··· Fragmento del texto ···

Por Alejandro Fernández
Málaga. 4-III-2017. Recital Ángel Sanzo. Piano. Sala María Cristina. Fantasía en do menor KV. 475, de W. A. Mozart; Sonata op.2 n.3 en do menor, de L. V. Beethoven; Sonetos de Petrarca n. 47 y 123 y Valle de Obermann, de F. Liszt y La valse (poema coreográfico), de M. Ravel
Beethoven afirmaba que: “no hay regla que no pueda ser infringida por la belleza”. Justamente este leitmotiv planeó sobre todo el recital que el malagueño Ángel Sanzo ofreció en la Sala María Cristina este pasado fin de semana. Profesor del Superior de Badajoz, pedagogo incombustible e intérprete por vocación, Sanzo nos propuso un viaje anclado en la tradición desde la perspectiva que va desde el clasicismo mozartiano hasta la mirada clásica de Ravel, pasando por la escuela alemana de Beethoven o el virtuosismo de Liszt y, por supuesto, libre entre sus manos. Como si de un diario íntimo se tratase Sanzo acariciaría con la maestría, que lo caracteriza, una amplia retrospectiva pianística a caballo entre dos siglos y distintas escuelas del viejo continente.

··· Datos de trabajo ···

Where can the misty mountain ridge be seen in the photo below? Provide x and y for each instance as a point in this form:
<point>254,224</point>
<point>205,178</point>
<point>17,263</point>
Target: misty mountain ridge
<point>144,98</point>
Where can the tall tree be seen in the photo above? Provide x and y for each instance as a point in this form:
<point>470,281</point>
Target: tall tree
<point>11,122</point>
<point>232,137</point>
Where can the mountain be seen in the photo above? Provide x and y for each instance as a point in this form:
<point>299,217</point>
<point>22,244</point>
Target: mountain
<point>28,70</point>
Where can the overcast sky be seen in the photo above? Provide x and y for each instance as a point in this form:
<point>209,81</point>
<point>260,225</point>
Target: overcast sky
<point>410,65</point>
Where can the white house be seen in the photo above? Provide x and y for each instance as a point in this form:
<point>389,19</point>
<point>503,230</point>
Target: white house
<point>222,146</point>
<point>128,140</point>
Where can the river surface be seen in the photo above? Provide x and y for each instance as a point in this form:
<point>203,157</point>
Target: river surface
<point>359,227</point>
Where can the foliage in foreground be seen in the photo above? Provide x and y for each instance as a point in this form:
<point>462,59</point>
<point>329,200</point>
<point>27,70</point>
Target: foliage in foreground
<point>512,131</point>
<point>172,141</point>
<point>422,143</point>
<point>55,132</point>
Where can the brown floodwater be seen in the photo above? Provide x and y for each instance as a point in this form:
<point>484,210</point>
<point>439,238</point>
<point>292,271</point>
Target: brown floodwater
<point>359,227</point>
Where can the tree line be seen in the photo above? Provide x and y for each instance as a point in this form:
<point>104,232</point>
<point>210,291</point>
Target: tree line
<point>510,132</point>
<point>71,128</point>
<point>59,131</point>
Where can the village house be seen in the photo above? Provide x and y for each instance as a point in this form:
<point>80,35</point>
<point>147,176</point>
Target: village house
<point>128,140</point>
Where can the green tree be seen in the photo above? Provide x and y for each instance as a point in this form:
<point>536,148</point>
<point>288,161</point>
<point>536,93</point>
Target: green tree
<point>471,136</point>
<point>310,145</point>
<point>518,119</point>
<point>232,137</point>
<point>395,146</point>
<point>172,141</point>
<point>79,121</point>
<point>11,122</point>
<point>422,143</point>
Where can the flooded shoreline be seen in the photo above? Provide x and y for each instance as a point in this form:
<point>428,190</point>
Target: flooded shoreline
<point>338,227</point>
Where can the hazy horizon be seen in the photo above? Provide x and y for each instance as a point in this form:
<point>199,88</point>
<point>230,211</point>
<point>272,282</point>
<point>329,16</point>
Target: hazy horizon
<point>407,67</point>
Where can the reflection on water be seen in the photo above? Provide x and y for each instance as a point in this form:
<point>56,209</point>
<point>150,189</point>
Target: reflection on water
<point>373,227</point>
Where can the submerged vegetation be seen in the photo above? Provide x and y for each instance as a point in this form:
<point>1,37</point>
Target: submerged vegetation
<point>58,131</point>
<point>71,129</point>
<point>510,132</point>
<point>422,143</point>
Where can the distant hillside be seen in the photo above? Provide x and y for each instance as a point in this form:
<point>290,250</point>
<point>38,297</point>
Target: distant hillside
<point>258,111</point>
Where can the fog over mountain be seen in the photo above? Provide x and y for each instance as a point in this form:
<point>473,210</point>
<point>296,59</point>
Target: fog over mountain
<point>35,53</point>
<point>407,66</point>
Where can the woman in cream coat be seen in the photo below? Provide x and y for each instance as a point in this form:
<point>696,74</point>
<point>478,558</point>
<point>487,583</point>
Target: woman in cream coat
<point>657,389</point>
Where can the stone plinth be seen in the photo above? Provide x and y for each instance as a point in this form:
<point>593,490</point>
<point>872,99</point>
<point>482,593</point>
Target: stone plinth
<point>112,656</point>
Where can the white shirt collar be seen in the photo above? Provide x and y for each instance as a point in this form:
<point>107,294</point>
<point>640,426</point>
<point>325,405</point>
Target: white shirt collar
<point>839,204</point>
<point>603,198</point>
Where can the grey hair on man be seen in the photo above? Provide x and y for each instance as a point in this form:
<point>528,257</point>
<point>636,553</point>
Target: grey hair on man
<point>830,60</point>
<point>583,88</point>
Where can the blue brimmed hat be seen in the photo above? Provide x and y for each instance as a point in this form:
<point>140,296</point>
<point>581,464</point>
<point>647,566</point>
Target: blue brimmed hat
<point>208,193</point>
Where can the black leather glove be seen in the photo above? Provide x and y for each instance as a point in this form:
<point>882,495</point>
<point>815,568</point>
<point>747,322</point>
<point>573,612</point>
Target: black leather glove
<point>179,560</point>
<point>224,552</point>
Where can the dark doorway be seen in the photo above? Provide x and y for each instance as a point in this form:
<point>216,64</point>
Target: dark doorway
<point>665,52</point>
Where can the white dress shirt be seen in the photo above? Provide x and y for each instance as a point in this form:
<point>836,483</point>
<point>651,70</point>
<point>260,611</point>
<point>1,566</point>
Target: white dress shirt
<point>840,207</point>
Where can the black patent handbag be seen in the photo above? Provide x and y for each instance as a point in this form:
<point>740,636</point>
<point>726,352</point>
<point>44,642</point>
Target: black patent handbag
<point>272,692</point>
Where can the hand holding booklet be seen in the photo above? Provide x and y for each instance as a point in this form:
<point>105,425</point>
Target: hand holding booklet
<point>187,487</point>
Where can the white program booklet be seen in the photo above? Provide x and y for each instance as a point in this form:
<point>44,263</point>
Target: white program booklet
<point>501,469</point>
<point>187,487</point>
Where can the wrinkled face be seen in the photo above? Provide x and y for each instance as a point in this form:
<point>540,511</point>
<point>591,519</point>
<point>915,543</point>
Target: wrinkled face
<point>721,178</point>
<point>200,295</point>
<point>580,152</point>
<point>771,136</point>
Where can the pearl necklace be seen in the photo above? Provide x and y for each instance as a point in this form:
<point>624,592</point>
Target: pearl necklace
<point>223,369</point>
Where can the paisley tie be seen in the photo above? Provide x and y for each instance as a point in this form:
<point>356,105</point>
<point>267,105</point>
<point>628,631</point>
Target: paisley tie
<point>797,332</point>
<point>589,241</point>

···

## Tareas propuestas:
**a.** Copia de nuevo las filas de datos desde la que contiene "Where can the tall" hasta la que contiene "<point>410,65</point>", ambas incluidas, y sustituye "tall tree" por "tall pine tree" sin tocar nada más.
**b.** Prolonga la reseña del recital de piano de Ángel Sanzo en la Sala María Cristina a partir de donde termina.

## Respuestas:
**a.**
Where can the tall pine tree be seen in the photo above? Provide x and y for each instance as a point in this form:
<point>470,281</point>
Target: tall pine tree
<point>11,122</point>
<point>232,137</point>
Where can the mountain be seen in the photo above? Provide x and y for each instance as a point in this form:
<point>299,217</point>
<point>22,244</point>
Target: mountain
<point>28,70</point>
Where can the overcast sky be seen in the photo above? Provide x and y for each instance as a point in this form:
<point>209,81</point>
<point>260,225</point>
Target: overcast sky
<point>410,65</point>

**b.**
El aficionado pudo escuchar, a través de dos horas colmadas de sensibilidad, un programa pleno de hallazgos y técnicamente impecable. Ángel Sanzo, desnudo de convencionalismos, optó por lecturas donde la sutileza fue su timón y la técnica el lienzo para dibujar la tradición que llega hasta nuestros días. Pensamos que los bises tuvieron algo de rupturista con el discurso que hila un programa de concierto, pero para la ocasión la inclusión de dos pequeños preludios de Chopin redondeaban la visión panorámica ofrecida por el intérprete.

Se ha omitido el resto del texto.